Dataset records
----

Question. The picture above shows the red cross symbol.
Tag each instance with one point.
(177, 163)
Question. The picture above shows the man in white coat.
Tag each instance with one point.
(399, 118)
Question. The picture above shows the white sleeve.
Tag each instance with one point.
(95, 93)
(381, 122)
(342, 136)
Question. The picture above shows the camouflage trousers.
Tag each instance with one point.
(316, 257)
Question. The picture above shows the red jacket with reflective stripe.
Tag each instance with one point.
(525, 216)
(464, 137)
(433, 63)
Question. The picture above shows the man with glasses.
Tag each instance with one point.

----

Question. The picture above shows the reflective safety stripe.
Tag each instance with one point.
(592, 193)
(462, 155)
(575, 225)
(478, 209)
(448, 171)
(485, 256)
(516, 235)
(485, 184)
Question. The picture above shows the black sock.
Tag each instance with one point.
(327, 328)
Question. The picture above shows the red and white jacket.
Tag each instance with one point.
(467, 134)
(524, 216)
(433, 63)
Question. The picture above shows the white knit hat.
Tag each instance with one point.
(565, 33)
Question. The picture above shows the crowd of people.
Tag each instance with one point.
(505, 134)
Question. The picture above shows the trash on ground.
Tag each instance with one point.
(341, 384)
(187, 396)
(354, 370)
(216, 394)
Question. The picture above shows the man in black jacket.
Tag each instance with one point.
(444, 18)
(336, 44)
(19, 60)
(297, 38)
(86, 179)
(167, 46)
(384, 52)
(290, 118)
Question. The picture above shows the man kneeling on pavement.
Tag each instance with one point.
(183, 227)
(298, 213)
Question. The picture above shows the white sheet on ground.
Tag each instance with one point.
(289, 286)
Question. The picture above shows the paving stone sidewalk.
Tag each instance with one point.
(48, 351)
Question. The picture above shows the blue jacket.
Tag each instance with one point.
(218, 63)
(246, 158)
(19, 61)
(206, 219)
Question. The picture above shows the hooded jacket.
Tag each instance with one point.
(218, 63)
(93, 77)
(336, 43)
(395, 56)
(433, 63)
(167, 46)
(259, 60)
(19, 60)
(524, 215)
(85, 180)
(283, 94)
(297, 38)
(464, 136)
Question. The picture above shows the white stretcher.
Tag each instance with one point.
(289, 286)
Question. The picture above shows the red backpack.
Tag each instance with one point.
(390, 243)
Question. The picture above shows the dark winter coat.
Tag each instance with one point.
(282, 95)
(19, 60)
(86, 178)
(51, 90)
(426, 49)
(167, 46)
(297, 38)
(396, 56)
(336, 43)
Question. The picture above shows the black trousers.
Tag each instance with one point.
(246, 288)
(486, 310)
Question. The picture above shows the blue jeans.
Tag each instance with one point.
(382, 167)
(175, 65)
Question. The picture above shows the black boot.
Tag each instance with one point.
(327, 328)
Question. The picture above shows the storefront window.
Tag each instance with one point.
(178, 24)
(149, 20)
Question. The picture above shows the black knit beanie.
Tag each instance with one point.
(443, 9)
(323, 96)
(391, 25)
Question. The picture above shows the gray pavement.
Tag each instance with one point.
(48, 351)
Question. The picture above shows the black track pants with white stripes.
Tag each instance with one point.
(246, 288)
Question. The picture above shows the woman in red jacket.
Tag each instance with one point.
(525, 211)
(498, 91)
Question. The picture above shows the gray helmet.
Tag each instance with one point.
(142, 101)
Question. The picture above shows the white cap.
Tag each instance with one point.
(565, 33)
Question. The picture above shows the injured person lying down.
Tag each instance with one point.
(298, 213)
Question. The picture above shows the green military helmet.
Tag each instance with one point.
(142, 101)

----

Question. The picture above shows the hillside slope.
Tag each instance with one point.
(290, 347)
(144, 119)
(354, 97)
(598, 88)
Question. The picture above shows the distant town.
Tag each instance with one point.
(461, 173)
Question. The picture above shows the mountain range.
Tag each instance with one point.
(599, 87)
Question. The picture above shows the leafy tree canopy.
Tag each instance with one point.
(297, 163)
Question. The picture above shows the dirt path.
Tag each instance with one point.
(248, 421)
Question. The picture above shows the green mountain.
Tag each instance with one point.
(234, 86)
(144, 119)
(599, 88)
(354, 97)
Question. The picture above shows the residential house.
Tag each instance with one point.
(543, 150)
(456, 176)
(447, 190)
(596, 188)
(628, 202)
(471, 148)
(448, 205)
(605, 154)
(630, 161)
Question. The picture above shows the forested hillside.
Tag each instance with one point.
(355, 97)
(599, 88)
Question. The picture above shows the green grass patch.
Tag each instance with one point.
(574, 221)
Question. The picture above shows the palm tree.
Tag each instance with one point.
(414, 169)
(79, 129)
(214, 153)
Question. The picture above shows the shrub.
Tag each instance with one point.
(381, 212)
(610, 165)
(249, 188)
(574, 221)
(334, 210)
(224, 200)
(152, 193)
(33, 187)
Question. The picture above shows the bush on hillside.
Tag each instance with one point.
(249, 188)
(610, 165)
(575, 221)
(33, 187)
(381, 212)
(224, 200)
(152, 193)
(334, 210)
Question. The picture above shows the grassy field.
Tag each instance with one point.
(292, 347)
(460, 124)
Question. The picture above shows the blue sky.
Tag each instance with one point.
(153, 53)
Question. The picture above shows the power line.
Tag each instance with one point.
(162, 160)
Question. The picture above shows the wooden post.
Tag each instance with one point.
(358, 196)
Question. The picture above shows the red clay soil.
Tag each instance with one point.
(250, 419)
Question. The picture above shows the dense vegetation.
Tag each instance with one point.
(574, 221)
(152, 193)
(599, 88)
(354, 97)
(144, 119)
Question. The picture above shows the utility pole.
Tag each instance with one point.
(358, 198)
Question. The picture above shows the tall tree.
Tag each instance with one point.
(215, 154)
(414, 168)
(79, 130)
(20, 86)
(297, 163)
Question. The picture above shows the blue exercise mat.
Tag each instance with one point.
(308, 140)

----

_About this task_. Whenever the word "hillside" appears in a line above, copy that line.

_Your solution_.
Question. The picture above shows the hillside slope.
Question. The picture above shows the forested hillside.
Question. The picture above shows the bush on hillside.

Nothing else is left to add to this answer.